If a line comes after the one containing "Q: Please detect the mobile", leave it out; copy every line before it, and that line too, exactly as written, starting from the first line of the entries.
Start of Record set
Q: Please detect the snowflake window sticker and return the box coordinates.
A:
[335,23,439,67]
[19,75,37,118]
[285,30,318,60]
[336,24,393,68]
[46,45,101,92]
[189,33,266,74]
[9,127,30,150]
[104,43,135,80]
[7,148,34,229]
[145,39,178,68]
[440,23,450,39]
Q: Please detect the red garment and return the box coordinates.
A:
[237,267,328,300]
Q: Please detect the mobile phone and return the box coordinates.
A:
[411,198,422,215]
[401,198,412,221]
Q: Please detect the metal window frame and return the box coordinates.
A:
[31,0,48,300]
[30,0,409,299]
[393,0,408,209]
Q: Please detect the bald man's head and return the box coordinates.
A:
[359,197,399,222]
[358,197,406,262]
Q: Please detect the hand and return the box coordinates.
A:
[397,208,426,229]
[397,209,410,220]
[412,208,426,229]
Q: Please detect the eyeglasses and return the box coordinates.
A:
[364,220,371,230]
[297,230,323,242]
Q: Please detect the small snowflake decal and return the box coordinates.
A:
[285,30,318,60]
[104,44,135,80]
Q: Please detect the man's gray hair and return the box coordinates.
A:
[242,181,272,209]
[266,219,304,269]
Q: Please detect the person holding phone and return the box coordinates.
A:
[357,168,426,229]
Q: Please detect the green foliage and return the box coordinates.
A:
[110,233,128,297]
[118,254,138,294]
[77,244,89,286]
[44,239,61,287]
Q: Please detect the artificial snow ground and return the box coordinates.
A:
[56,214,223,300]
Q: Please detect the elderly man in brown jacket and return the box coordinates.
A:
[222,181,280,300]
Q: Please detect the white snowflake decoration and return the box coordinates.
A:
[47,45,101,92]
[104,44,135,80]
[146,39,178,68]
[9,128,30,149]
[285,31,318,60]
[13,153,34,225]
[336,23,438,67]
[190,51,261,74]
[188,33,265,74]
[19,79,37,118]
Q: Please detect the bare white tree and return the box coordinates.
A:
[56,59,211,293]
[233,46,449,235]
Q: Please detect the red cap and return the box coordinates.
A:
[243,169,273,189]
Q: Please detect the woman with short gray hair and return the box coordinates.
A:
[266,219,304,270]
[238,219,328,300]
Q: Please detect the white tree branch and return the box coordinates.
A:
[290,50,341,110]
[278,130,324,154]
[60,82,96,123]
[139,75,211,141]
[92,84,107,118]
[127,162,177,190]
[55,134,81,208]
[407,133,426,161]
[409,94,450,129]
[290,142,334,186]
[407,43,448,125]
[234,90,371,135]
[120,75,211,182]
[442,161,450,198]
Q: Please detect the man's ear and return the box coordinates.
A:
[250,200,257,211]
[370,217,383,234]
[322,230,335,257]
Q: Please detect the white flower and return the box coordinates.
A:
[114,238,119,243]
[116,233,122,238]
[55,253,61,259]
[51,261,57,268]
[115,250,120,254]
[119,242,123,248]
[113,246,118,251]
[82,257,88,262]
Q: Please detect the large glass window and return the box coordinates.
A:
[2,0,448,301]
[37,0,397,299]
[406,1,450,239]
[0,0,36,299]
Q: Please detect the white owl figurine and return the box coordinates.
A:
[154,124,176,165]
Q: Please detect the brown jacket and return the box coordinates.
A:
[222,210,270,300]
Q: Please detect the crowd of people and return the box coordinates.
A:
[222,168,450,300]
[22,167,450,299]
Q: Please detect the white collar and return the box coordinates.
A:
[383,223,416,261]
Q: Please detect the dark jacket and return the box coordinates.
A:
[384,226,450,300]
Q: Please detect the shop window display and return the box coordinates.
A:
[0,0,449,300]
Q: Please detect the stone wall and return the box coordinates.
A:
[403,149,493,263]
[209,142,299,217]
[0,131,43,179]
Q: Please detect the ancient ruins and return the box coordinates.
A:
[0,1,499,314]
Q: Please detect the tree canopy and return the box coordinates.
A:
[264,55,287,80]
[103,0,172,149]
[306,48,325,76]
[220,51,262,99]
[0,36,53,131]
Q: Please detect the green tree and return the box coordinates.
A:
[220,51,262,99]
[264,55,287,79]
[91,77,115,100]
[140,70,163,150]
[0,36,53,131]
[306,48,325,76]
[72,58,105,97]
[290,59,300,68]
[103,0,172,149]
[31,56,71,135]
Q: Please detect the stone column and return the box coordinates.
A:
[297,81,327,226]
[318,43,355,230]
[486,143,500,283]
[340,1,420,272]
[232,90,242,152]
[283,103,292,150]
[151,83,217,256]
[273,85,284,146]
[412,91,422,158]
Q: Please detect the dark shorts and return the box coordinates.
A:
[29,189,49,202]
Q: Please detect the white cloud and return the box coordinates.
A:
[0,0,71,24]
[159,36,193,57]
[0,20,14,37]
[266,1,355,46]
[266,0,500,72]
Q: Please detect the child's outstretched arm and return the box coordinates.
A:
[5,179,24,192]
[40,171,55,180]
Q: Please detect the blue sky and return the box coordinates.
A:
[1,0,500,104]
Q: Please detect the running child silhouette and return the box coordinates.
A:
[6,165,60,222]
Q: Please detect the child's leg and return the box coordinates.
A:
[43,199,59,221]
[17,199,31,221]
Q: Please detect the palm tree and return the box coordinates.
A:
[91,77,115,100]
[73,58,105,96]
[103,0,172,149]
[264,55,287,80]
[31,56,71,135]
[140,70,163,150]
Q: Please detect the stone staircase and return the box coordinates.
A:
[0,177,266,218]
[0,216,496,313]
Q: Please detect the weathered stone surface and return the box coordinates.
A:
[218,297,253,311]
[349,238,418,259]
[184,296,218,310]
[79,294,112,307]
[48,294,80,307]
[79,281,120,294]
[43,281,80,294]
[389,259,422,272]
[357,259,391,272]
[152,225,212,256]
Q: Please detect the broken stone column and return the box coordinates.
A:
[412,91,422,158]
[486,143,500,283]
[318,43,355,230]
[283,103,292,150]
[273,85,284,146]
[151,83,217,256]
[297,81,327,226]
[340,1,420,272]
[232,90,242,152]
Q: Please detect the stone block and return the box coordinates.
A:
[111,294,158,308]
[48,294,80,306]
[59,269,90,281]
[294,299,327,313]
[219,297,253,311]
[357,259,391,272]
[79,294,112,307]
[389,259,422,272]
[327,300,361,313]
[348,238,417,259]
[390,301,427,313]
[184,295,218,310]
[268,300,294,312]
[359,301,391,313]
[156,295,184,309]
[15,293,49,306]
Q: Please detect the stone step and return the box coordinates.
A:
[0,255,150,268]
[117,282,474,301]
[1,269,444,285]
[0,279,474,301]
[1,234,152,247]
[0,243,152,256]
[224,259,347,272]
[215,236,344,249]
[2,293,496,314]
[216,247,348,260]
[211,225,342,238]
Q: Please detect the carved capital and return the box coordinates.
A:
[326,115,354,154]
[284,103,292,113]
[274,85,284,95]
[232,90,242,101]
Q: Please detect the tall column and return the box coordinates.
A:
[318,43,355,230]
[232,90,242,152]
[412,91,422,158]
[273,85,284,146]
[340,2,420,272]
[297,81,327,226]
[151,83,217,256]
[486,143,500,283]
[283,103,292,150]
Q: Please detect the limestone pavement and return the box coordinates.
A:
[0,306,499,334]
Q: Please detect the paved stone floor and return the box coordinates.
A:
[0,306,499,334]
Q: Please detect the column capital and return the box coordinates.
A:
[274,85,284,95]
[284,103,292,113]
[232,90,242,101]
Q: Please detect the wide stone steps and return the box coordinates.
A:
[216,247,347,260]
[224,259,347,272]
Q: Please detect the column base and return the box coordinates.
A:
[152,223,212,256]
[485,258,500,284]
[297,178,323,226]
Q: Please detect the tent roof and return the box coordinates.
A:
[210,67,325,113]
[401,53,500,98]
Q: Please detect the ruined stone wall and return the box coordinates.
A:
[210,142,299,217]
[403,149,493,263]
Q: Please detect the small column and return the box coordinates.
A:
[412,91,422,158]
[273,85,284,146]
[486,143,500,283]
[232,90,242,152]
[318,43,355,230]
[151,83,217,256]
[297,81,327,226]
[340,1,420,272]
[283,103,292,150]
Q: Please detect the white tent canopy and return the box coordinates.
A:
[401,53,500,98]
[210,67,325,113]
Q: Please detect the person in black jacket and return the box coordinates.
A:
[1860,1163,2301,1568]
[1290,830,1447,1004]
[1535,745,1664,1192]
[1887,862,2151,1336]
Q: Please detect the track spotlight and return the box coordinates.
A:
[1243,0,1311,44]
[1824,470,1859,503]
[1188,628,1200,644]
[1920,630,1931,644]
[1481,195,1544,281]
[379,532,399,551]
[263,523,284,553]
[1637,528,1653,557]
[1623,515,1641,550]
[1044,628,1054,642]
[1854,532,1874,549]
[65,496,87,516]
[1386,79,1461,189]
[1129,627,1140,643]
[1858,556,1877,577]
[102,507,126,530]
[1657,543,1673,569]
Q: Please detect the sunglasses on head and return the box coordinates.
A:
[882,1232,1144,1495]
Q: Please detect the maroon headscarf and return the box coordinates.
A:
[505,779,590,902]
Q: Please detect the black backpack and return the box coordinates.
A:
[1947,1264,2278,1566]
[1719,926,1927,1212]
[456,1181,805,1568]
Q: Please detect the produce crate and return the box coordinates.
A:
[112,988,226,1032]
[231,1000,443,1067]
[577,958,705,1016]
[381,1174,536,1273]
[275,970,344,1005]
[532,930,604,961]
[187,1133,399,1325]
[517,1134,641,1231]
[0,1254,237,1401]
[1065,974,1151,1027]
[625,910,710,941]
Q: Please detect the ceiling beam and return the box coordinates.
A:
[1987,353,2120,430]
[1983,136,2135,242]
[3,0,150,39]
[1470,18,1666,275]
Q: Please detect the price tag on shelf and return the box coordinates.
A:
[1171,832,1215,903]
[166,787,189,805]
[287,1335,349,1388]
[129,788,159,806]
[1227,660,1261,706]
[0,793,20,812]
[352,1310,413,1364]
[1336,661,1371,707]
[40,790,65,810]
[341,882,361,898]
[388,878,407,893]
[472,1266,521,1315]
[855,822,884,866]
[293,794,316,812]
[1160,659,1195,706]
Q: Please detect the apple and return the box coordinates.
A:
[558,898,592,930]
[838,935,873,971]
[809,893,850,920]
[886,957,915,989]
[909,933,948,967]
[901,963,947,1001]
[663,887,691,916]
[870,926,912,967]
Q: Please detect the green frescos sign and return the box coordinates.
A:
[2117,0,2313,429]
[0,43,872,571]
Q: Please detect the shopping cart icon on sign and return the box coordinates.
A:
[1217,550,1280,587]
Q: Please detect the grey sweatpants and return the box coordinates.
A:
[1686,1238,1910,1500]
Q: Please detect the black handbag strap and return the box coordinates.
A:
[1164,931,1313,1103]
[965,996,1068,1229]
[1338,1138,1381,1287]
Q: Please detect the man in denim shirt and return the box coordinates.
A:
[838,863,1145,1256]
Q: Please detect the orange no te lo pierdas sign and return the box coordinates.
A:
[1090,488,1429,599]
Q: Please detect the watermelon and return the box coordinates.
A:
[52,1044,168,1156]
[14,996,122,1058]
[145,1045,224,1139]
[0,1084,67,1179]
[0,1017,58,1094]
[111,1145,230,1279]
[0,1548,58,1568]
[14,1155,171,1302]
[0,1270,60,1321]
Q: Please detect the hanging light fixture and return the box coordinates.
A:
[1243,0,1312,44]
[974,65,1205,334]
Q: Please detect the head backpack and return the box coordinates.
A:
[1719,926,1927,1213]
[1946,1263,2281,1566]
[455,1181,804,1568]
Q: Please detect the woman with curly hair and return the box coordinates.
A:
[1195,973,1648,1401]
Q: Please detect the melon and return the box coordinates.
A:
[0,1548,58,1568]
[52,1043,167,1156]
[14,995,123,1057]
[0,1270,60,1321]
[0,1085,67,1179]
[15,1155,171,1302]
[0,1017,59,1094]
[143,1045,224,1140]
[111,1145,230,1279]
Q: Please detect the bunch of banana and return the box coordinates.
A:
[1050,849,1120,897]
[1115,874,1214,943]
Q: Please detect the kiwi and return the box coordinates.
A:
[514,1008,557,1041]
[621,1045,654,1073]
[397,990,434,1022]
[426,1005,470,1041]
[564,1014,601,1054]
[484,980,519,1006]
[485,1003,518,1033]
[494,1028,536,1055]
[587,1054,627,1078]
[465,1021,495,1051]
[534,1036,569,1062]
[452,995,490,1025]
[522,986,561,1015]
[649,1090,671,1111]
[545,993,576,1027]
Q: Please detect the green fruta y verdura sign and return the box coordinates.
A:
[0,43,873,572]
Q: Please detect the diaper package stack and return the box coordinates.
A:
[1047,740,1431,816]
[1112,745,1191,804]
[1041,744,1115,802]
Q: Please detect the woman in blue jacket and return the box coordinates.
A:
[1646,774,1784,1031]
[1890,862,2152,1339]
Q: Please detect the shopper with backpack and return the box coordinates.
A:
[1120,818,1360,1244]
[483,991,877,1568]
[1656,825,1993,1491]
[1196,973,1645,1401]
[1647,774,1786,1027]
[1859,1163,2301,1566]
End of Record set
• [Response to this task]:
Q: Please detect the snowflake window sticker and return the box coordinates.
A:
[335,23,439,67]
[19,75,37,118]
[285,30,318,60]
[336,24,393,68]
[46,45,101,92]
[189,33,266,74]
[9,127,30,150]
[104,43,135,80]
[7,148,34,229]
[145,39,178,68]
[440,23,450,39]
Q: Please detect the red garment and return the box coordinates.
A:
[237,267,328,300]
Q: Please detect the mobile phone and return the box coordinates.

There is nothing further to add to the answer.